Set exercise:
Write out each line that follows exactly as it stands, without the pictures.
━━━ Source material
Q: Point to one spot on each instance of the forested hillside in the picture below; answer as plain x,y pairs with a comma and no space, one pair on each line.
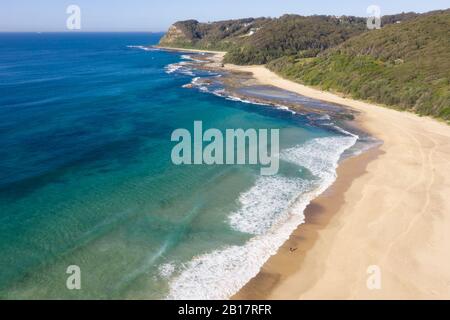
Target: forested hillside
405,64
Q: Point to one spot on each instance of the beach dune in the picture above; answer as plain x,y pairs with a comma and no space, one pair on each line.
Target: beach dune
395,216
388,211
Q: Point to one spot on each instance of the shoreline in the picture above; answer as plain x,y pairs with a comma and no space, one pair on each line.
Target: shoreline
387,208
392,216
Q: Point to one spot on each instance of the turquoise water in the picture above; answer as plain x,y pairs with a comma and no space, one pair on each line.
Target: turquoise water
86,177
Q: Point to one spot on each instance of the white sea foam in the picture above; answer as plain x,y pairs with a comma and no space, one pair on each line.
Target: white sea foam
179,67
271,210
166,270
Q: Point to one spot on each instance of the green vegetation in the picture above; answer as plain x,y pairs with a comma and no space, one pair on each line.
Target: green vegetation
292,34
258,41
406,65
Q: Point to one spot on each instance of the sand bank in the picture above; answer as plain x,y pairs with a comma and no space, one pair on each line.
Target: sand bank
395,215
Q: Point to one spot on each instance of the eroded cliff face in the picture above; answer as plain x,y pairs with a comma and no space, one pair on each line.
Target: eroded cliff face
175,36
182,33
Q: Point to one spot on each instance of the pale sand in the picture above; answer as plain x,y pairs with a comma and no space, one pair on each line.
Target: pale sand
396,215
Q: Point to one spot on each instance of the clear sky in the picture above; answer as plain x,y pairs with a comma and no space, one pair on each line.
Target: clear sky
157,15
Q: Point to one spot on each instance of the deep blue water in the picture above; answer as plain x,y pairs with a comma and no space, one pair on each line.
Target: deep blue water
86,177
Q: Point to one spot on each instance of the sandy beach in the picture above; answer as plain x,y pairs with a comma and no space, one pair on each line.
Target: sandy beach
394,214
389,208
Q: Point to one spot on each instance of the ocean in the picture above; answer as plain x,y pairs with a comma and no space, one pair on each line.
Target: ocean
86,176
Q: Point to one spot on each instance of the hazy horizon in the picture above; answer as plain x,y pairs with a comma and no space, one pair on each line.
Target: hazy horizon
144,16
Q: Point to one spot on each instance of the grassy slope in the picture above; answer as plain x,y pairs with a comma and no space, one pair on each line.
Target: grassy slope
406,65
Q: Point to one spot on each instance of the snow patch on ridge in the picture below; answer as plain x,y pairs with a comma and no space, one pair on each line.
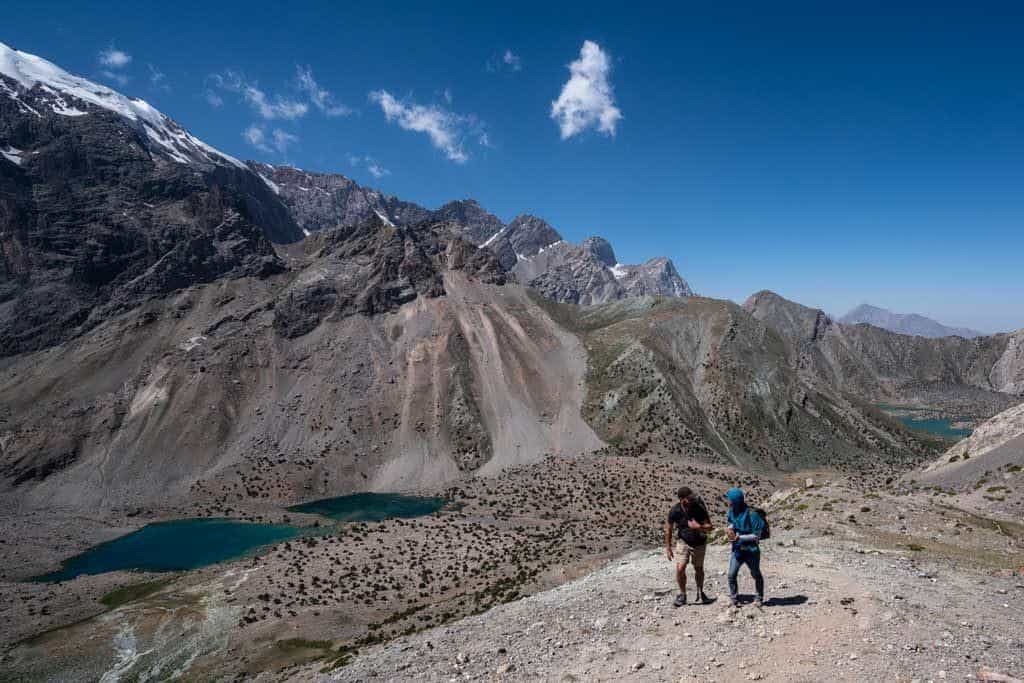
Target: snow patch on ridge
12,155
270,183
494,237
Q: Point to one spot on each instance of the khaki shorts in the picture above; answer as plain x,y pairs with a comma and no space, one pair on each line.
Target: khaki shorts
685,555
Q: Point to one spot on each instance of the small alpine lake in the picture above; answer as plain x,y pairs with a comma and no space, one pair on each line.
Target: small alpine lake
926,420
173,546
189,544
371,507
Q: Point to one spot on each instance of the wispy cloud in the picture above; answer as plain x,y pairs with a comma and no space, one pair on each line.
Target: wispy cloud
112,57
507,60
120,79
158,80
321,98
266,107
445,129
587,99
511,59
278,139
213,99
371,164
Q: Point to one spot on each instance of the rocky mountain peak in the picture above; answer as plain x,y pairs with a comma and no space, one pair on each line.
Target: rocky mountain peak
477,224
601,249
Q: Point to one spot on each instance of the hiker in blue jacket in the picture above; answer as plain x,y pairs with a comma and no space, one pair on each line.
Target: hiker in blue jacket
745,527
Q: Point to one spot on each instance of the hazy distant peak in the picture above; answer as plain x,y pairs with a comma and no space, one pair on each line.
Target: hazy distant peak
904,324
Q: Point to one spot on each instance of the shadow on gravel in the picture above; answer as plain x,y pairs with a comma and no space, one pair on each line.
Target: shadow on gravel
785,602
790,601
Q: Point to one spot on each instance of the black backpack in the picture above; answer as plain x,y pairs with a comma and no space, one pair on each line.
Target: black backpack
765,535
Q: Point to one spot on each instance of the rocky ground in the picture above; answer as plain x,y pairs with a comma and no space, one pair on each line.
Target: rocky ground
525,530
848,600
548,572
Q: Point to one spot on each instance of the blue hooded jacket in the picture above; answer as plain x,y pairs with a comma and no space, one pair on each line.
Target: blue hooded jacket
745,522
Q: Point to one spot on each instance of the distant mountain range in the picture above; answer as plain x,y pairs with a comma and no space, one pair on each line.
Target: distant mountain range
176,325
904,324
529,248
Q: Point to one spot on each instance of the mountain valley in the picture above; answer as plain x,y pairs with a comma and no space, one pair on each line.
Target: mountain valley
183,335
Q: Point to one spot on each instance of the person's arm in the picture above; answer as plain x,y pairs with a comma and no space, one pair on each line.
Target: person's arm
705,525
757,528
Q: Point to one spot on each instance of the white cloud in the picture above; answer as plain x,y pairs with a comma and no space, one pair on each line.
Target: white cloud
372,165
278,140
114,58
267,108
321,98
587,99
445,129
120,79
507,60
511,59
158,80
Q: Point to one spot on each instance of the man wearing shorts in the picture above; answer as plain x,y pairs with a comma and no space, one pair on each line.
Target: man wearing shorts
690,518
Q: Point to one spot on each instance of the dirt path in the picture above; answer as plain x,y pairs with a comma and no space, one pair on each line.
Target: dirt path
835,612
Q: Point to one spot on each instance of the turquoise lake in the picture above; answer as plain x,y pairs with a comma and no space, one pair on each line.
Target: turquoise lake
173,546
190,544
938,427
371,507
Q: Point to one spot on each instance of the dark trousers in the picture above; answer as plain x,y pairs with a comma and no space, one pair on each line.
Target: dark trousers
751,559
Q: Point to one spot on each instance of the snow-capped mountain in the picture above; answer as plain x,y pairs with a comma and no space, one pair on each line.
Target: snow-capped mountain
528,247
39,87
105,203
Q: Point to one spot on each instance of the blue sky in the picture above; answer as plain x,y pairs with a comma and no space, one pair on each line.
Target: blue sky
━━━━━━
Answer:
Q: Point to one spot on each instance of the forested hillside in the picture below; answer as plain x,y pairs with a comma and no space, one pair on each line.
Target: forested hillside
405,64
Q: Point to one spot on each instance of the beach dune in the picture above; answer as plain x,y pairs with a comma and no space, one pair on each line.
Target: beach dune
395,216
388,211
Q: Point to one spot on each instance of the shoreline in the picture above; answer as plain x,y pairs with a comma and no space, one pair on each line.
Target: shoreline
387,208
392,216
Q: Point to one spot on each instance of the turquoise water in the picture above; answer as plain x,y pairs with a comma and no space, one pair on each line.
Target: turquoise water
86,177
Q: Point to one spot on each instance of the white sea foam in the picture above; answer as plain x,y pairs with a comma and no space, one pair on each line.
Target: white sea foam
179,67
271,210
166,270
Q: Point to one spot on each instance of the green vegetation in the picture above; answer as plain x,y pairs with a comma and no space, one pair on each line.
Target: green vegetation
292,34
258,41
406,65
Q: Point to one spot on each instance of the sand bank in the picture above; answer as plain x,y pairs with a comma and no space, one pair on each line.
Target: sand bank
395,215
Q: Point to one spot on each instance of the eroded cliff face in the picture above; answer as plain x,y pairs with a comma and no space, one pair on each line.
Target: eroded cliff face
175,36
182,33
Q: Point to one spot on each instance of the pale sand in the picture above; answer as plain x,y pairs with a comma and no space, one pair on each line.
Target: pale sand
396,215
Q: Point to one spot on each instance of the clear sky in the picture above; answer as plain x,y pairs with a comma and no space, one pair on each line.
Target: clear sky
157,15
Q: Point to one spot on each instance of the deep blue water in the picture above; answer as plain x,y pairs with a comma and no space, one pair on each line.
Target: deep blue water
86,177
Q: Point to one spot on each instance of the sandy beach in the picture above; answer as plain x,y pairs with a comma and no space, one pair on each line.
Target: sandy beach
394,214
389,208
Q: Point to one spot on each instance of the ocean in the picture above; answer as plain x,y pairs with a comma and no space, one pair on each line.
Target: ocean
86,176
Q: Point to one spot on each instance of the hazy horizon in the picture above; answer as plain x,y pairs with a comma and no space, one pair on each line.
Target: hazy horizon
144,16
Q: Point to one spot on each instance of the grassy slope in the picture above; answer as plain x,y pairs with a comma and no space, one pair on each line.
Target: grassy slope
406,65
Q: Point to one spot on each instance of the snow patch on ridge in the picture below; answer as plain x,y pairs with a comma and no space, one pair on each line.
Target: snow patch on ridge
12,155
270,183
494,237
Q: Point to one spot on each instance of the khaki shorts in the picture above; answer as plain x,y pairs with a comma and no space, one pair on each line.
Target: khaki shorts
685,555
Q: Point to one spot on each instance of the small alpine lake in the picture above; answer as plain x,y pairs with a comma and no space, one pair on each line.
Target: small alpine lake
926,420
173,546
189,544
371,507
Q: Point to one spot on each instance of the wispy cloud in the picture above; answer as plain x,y pairs with a comma and no space, one pair on each line.
Target: wispy cloud
112,57
507,60
120,79
158,80
321,98
266,107
445,129
587,99
511,59
278,139
213,99
371,164
Q: Point to one spot on each instance of the rocky mountain peak in the picture above; answer as plain x,y pairs with a comma and no space, one pair on each line.
Target: rocky mountain peak
477,224
601,249
Q: Point to one spot on each instance of the hiker in blue jacket in the picture above; answer as plain x,y pairs with a comma and no space, one pair on each line.
Target: hiker in blue jacket
745,527
Q: Point to one spot on each instance of the hazy distant peak in the picture above; answer as plain x,y pairs with a comma and no space, one pair on each line.
Target: hazy distant peak
904,324
Q: Point to one spot on each instance of the shadow on gravel in the picture above; answer as plain x,y pairs with a comma and no space, one pair on each line.
Target: shadow on gravel
785,602
790,601
Q: Point to one spot on each instance of the black backpack in the picture above; answer as plain x,y pairs with a comma and no space, one pair on each line.
Target: black backpack
765,535
Q: Point to one spot on each instance of the rocky ground in the picture above; answer as plain x,y pairs with a comma and no space, one pair on each line.
Target: rocky ground
525,530
848,600
548,572
Q: Point to one spot on each instance of the blue hooded jacket in the picture above; answer as plain x,y pairs with a comma and no space, one pair on each line.
Target: blue hooded jacket
745,522
Q: Point to one spot on each instance of the distant mountain range in the picture above; answer as plain x,y pairs with a comma and no space, one pair on each line.
Target: distant mountain range
176,325
904,324
529,248
Q: Point to one spot on each instance of the mountain valley in the picture above; answer as plain x,y pairs with a comma and no space, one pair on each line.
Target: mountain valley
183,335
Q: Point to one spot on each instance of the person's arm in the picture above; answer as plain x,y pairs with a comma and no space, one pair on each line.
Target: person's arm
705,525
757,528
Q: Point to one spot on each instance of the white cloud in the picture above; answer as plain x,y pairs with a comma and no space, one pair on each line.
Target: white cloud
372,165
278,140
114,58
267,108
321,98
587,99
445,129
120,79
507,60
511,59
158,80
Q: Point to one spot on each instance of the man wearing shorts in the picture above; answer as plain x,y pairs with a comma and no space, one pair on each line.
Target: man wearing shorts
690,518
Q: Point to one spot on each instance of the dirt path in the picture above; answer as plain x,y pairs with a comma and no space, one pair on each line.
Target: dirt path
835,612
Q: Point to one spot on each instance of the turquoise lake in the picture above; answer as plain x,y pairs with a comma and no space, one pair on each line.
Target: turquoise lake
173,546
190,544
938,427
371,507
Q: Point to one spot on each instance of the dark trousers in the picture above; answer as plain x,y pairs with a comma and no space, one pair on each line.
Target: dark trousers
751,559
Q: Point to one spot on each instance of the snow-capped mountain in the picture above; answer as plain x,y pairs with a comma and no space, one pair on each line.
Target: snow-capped mountain
528,247
39,87
105,203
Q: Point to one spot on each instance of the blue sky in the picture above; answer as plain x,y pairs with a comma and no space, one pair on each line.
Target: blue sky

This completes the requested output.